YOUR OBJECTIVE
Render the stretch from the start of the material through the line containing "[187,363,200,392]" as a numbered list, leaving out blank lines.

━━━━━━━━━━━━━━━━━━━━

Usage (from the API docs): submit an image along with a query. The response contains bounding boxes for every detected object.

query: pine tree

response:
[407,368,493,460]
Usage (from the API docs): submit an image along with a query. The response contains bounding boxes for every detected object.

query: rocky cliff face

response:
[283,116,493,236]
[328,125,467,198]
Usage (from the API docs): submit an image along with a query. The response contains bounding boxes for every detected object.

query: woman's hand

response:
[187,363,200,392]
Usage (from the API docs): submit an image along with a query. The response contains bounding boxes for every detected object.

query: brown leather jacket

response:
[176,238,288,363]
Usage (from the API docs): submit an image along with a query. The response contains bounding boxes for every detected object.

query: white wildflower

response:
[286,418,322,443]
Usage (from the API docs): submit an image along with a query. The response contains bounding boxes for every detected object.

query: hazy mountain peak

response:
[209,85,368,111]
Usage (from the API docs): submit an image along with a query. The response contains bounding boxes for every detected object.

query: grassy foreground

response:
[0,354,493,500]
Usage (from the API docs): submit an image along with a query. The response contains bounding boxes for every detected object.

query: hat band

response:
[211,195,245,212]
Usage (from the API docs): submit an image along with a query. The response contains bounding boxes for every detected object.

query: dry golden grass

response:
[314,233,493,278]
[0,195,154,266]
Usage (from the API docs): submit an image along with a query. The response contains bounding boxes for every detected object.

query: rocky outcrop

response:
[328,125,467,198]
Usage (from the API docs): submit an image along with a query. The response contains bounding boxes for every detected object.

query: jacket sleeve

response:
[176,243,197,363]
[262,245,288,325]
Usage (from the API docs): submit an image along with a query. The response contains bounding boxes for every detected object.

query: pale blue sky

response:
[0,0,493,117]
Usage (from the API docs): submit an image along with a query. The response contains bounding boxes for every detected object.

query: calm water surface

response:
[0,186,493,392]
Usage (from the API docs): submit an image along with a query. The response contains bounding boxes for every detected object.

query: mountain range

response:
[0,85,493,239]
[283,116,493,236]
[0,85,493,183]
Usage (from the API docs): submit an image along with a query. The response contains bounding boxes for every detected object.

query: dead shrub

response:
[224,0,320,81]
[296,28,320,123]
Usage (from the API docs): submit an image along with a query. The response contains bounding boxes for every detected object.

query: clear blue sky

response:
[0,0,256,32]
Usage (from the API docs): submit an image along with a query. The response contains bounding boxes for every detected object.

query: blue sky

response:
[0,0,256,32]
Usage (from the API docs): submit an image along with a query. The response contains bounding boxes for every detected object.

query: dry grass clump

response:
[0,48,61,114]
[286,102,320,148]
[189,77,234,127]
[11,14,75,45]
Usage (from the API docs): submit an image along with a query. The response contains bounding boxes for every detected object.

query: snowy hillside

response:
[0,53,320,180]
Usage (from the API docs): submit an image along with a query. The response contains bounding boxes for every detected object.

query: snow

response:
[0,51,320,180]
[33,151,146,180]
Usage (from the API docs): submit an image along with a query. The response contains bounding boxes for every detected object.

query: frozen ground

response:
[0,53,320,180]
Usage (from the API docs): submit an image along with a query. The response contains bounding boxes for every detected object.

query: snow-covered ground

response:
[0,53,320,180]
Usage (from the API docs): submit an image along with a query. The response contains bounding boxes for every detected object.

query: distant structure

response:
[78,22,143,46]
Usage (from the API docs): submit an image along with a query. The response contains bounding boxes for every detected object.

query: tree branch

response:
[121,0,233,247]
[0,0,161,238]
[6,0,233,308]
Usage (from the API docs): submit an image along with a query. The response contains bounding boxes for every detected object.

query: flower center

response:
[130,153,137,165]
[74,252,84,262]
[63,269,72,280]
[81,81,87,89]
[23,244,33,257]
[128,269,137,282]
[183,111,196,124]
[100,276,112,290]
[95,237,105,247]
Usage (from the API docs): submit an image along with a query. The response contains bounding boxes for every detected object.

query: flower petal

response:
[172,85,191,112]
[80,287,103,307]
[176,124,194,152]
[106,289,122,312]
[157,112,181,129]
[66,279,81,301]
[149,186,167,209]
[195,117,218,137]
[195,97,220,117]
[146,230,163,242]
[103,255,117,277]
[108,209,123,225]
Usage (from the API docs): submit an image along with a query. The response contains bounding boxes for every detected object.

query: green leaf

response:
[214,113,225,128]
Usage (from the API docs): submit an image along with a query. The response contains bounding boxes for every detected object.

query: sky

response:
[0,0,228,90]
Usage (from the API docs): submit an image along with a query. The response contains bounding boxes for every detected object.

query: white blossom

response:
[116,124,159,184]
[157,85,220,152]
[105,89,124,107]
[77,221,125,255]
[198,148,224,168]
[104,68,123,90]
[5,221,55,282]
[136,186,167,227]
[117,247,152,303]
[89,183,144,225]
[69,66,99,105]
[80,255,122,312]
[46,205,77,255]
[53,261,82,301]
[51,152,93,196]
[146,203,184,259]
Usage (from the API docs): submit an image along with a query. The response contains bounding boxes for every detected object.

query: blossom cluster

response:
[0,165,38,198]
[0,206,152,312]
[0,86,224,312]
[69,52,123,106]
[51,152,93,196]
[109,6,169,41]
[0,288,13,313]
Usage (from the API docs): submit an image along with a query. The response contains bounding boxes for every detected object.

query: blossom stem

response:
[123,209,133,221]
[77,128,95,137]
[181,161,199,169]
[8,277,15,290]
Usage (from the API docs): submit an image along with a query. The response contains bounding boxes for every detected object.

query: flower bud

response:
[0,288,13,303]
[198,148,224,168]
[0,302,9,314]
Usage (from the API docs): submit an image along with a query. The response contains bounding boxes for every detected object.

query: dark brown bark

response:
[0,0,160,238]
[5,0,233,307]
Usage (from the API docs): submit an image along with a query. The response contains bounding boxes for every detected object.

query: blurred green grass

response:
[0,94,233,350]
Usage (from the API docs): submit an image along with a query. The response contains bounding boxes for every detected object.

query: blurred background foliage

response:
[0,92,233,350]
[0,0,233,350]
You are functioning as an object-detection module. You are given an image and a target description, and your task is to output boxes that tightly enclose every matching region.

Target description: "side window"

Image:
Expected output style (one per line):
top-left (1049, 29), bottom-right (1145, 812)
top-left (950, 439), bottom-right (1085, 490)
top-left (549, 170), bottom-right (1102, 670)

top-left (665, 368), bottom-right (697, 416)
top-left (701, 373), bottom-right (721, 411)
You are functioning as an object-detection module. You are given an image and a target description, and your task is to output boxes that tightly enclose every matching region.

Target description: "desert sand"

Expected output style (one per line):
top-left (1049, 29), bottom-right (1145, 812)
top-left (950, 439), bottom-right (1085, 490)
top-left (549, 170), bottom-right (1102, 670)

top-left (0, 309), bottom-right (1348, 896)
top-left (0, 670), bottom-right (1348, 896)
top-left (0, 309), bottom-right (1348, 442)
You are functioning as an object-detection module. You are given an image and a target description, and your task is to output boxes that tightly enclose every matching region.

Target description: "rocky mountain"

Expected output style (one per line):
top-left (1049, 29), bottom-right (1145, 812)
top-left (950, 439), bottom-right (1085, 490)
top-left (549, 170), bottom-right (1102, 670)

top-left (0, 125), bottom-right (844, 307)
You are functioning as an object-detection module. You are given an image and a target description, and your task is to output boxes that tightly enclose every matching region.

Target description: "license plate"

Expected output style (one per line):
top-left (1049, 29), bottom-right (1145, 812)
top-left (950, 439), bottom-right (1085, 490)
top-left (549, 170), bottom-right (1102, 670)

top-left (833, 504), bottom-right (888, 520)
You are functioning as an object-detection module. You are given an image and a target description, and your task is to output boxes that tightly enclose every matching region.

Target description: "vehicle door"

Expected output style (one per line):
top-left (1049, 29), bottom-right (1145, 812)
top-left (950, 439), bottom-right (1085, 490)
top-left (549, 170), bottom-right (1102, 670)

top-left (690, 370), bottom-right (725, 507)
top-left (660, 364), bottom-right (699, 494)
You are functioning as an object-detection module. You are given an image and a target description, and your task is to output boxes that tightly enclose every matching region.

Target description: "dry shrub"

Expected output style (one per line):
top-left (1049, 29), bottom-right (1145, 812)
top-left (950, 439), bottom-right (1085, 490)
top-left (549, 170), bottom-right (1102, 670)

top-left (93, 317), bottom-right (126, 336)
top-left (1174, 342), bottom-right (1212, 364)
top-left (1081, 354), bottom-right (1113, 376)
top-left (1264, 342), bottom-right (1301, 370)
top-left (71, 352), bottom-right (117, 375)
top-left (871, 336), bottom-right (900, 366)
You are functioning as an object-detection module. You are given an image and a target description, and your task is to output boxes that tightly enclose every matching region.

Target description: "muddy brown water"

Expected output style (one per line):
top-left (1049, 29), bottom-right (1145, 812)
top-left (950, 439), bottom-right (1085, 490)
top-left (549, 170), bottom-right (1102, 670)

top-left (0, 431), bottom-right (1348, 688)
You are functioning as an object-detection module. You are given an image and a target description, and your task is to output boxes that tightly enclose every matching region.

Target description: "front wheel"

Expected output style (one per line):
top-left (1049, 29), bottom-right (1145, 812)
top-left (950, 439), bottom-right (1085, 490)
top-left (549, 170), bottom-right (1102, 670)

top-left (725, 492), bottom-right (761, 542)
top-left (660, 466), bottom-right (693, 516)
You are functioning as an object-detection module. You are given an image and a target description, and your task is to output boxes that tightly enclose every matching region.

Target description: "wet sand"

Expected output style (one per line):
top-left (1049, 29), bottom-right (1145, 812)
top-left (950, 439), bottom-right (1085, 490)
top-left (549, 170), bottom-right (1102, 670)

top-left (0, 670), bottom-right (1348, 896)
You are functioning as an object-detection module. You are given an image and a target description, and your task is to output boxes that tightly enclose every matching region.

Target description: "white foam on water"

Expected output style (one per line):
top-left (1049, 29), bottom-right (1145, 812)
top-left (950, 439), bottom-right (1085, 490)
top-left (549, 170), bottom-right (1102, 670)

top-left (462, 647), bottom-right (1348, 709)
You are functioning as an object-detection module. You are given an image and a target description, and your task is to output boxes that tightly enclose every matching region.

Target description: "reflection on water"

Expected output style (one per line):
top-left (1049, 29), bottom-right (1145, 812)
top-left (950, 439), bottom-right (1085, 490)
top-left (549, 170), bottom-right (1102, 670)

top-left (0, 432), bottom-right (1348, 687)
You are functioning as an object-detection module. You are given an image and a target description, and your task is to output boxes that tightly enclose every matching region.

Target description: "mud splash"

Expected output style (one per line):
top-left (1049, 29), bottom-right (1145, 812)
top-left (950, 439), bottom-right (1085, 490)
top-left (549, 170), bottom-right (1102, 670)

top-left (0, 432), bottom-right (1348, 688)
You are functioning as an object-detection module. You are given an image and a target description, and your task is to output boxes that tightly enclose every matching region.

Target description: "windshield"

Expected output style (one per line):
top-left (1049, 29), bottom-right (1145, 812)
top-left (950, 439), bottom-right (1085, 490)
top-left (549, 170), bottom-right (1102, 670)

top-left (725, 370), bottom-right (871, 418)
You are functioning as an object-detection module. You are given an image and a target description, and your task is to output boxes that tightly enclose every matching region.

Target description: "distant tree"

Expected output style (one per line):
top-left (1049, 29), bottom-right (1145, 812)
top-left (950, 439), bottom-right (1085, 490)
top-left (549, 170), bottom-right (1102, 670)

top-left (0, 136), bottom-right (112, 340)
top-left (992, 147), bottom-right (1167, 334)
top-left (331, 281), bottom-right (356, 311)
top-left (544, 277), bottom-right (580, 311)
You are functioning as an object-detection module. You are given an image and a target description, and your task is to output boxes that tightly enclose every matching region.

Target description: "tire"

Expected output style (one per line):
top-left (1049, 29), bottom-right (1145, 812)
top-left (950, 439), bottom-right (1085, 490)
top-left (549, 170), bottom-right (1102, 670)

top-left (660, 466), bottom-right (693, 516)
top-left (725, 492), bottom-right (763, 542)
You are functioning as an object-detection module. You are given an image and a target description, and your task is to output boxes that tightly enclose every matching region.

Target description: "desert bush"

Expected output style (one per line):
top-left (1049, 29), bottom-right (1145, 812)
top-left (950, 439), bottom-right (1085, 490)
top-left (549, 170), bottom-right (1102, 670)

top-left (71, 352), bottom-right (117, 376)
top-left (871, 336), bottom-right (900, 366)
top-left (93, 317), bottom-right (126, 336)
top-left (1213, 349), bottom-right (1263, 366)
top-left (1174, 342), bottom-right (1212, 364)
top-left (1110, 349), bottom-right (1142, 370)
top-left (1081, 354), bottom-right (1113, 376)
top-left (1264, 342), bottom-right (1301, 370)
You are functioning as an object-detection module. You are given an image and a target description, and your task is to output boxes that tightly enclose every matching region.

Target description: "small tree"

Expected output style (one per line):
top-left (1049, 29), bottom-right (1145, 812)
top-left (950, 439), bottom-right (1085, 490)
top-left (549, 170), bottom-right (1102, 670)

━━━━━━━━━━━━━━━━━━━━

SOLUTION BELOW
1. Usage (from the API docs): submit an image along with a query. The response contains bounding boxes for every detected object.
2. query: pine tree
3. response:
4. [407,368,493,460]
5. Usage (from the API docs): submit an image along with a query. The response contains bounding boxes for every detected object.
6. query: rocky cliff face
7. response:
8. [283,116,493,236]
9. [328,125,467,198]
10. Usage (from the API docs): submit an image along with a query. The response contains bounding boxes for every detected object.
11. query: woman's hand
12. response:
13. [187,363,200,392]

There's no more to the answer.